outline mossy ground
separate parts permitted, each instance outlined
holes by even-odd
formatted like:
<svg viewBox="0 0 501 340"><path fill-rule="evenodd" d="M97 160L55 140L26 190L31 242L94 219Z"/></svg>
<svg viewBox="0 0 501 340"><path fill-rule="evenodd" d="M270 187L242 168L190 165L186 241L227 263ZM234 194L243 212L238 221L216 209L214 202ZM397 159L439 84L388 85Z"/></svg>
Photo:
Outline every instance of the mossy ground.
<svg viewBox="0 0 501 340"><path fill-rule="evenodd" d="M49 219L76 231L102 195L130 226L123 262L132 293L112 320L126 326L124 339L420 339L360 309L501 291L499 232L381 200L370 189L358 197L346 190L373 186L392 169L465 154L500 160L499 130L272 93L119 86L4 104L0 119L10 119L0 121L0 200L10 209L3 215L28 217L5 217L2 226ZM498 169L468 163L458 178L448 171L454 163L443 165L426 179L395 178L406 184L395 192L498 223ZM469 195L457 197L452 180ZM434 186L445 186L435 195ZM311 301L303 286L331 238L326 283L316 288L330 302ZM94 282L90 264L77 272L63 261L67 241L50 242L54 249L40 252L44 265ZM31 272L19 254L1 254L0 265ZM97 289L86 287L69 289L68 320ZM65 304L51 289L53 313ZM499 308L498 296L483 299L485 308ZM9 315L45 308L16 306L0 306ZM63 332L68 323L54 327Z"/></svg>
===============
■ Task statement ■
Copy out the lines above again, changing "mossy ground" to "grassy slope" everywhere it occurs and leaving the rest untouched.

■ Solution to the exercise ■
outline grassy slope
separate parts permitted, each instance outlined
holes by even-odd
formatted like:
<svg viewBox="0 0 501 340"><path fill-rule="evenodd" d="M97 160L55 140L26 190L31 242L94 219Z"/></svg>
<svg viewBox="0 0 501 340"><path fill-rule="evenodd" d="M270 187L242 168L190 165L186 241L227 263ZM234 194L243 212L238 221L216 209L214 202ZM397 159L439 84L388 85Z"/></svg>
Photo:
Outline every instance of the grassy slope.
<svg viewBox="0 0 501 340"><path fill-rule="evenodd" d="M49 219L76 231L102 195L130 226L123 262L132 293L112 320L126 326L124 339L420 339L360 309L501 291L499 232L381 200L370 189L358 197L346 190L373 186L392 169L465 154L500 160L499 130L272 93L119 86L4 104L0 119L10 119L0 121L0 200L10 209L3 215L28 217L5 217L2 226ZM498 169L468 163L458 178L448 171L454 163L443 165L426 179L395 178L406 184L395 192L498 223ZM469 195L457 197L452 180ZM434 186L445 186L435 195ZM311 301L303 286L331 238L326 283L316 288L330 302ZM94 282L90 264L77 272L63 261L67 241L50 242L54 249L40 252L44 265ZM31 272L19 254L1 254L0 265ZM97 289L86 287L69 289L68 320ZM65 304L51 289L53 313ZM499 308L498 296L483 299L485 308ZM9 315L45 308L16 306L0 306ZM63 332L68 323L54 327Z"/></svg>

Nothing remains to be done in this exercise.